Problem: The entries below are to be duplicated exactly, with nothing left out.

Saved entries:
****************************************

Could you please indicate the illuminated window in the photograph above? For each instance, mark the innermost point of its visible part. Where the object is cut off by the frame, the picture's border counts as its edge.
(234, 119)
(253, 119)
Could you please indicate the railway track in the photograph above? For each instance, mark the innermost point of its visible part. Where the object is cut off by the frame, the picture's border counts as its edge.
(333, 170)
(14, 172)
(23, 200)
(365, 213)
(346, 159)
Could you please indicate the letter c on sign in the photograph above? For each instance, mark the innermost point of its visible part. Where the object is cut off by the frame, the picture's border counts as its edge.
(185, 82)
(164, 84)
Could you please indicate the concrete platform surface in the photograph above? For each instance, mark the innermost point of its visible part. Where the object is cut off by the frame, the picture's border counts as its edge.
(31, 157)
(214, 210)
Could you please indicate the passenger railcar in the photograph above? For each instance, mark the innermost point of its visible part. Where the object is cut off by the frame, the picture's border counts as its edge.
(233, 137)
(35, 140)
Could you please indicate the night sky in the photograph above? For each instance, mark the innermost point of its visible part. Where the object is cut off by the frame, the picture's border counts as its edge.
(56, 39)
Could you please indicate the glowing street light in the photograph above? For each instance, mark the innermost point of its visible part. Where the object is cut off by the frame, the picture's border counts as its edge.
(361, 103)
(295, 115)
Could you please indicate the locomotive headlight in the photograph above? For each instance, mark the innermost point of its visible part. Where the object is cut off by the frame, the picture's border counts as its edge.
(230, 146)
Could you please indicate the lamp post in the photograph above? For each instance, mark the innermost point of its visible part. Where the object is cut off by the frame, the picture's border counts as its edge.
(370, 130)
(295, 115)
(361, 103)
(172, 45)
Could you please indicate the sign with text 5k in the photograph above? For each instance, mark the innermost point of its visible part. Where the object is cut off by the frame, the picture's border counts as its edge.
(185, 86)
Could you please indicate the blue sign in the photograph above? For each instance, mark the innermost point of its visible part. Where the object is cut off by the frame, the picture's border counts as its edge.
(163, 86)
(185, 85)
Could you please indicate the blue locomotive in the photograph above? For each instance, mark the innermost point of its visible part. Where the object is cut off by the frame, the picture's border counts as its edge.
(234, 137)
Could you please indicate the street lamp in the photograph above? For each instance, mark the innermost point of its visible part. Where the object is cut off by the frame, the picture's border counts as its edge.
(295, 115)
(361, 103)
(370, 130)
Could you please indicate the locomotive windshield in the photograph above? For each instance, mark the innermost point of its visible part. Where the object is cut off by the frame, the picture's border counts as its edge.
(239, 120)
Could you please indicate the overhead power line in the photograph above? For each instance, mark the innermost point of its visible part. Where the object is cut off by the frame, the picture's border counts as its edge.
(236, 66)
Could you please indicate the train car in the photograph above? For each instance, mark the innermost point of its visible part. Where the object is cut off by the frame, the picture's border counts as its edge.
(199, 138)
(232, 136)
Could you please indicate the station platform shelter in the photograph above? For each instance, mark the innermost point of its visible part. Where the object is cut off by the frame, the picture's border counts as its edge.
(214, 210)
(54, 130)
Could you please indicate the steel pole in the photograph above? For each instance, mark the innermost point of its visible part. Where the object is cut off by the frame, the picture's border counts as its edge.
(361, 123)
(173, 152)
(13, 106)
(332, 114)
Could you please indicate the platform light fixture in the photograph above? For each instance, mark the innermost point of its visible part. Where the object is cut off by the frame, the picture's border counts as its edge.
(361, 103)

****************************************

Task solution:
Could you please indicate the illuminated window in the photograph above? For each instance, mark the innermost point of its visible part. Where the object is cut off by the frame, the picture's border counts as its edge.
(234, 119)
(253, 119)
Could you please indicate the railway track in the photograph above? For each instance, mark the innermost point of its visible part. Where the object is cut off by the frame, the picture's border counts as its edge.
(333, 170)
(14, 172)
(23, 200)
(365, 213)
(346, 159)
Could you please indicate the letter c on sign in the photograph above? For each instance, mark the innermost point of its visible part. Where the object is cut off by the frame, the picture's border counts as its edge.
(185, 82)
(164, 84)
Could you please indicate the concrete platform surface in the photograph above? For each instance, mark the innermost point of its visible part. Where the object is cut off by the frame, the picture's border counts as its edge.
(31, 157)
(214, 210)
Could you please indicate the passenger railcar in the photograph above? For each instance, mark the innermost point of its visible part. Where the object is cut off by the frame, the picture's border counts as its edge.
(233, 137)
(35, 140)
Could you please indicate the night sky in the photograph above? For each instance, mark the innermost point of its visible part. Where the object is cut off by the frame, the picture's border counts as its edge.
(56, 39)
Could you please indicate the glowing street light in the photograph above? For each instance, mark the innermost point of its visible part. Where the object is cut off by the frame, the picture's border counts as its edge.
(361, 103)
(295, 115)
Could you please indicate the locomotive headlight in the photograph above? For each instance, mark the innermost point of its visible part. Where the object is cut off by the frame, the picture's border counts as its edge.
(230, 146)
Could you please indicate the lamp post in the photograph above? For each instance, mark the innermost point of its visible part. Where the object is cut off by the frame, the picture's border counts as its edge.
(370, 130)
(295, 115)
(361, 103)
(172, 45)
Could you please indicate the sign with text 5k in the photograph above? For each instance, mark the innermost point of its visible part. Where the object is cut off by the frame, the picture's border counts as its edge.
(185, 86)
Could you please indicate the blue sign in the photograph above? For each instance, mark the innermost point of its visible part. Where the object is cut off by the frame, the picture's border counts as its edge.
(163, 86)
(185, 85)
Could you please indicate the blue locomotive in the photograph above? For each instance, mark the innermost point of its visible part. Where the object is cut off by the frame, the picture's border counts as its edge.
(234, 137)
Could you please indicate the street lamp in the photograph above? For each instance, mark the innermost point of its visible part. Where the object is cut off by the frame, the picture's border counts as its edge.
(295, 115)
(361, 103)
(370, 130)
Could you please indicate the locomotive windshield in the photograph above? For each instance, mark the innermost point of its visible part. Where the object is cut off by the frame, the picture's border counts as its edge.
(239, 120)
Could you please indicate the overhead power line in the photograph above? For each instance, mark the innermost point of its visible part. Where the object is cut off by the frame, the picture's border counts as its edge.
(236, 66)
Could you please indicate the train car in the photograph above? For each instance, mark the innermost point of its visible part. Where the object is cut off by the frame, the picture's border counts as its edge.
(199, 138)
(232, 136)
Could you please indicate the station platform shelter in the photograph above? For each instance, mark the innermost point of its visible part. Where the object is cut off by the frame, the picture's border counts as its edge.
(214, 210)
(54, 130)
Could you please indicate the steel pole in the photograph above? For each instance, mark the innermost point of its visible part. Where the object is cut off by the frame, the picture's border counts as its edge.
(361, 123)
(173, 152)
(13, 106)
(332, 114)
Could you please indicate the platform light fixture in the photograph above? For each instance, mark the innermost point of its visible part. Where the object is cut off by the frame, the picture's border counts as its edge.
(361, 103)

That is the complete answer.